=== Written task ===
Substitute "crimson dress" for "red dress" throughout the records and reproduce their lines with everything else unchanged. Leave the pictures out of your answer.

[Stored entries]
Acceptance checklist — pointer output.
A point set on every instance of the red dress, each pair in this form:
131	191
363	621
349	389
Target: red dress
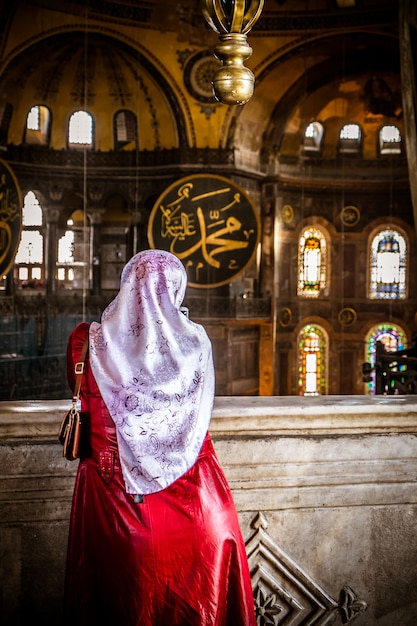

=== The completed task ===
Acceptance checklist — pointer output.
A point set on every instance of the crimson dress, each pair in this form:
131	191
363	621
349	389
Target: crimson dress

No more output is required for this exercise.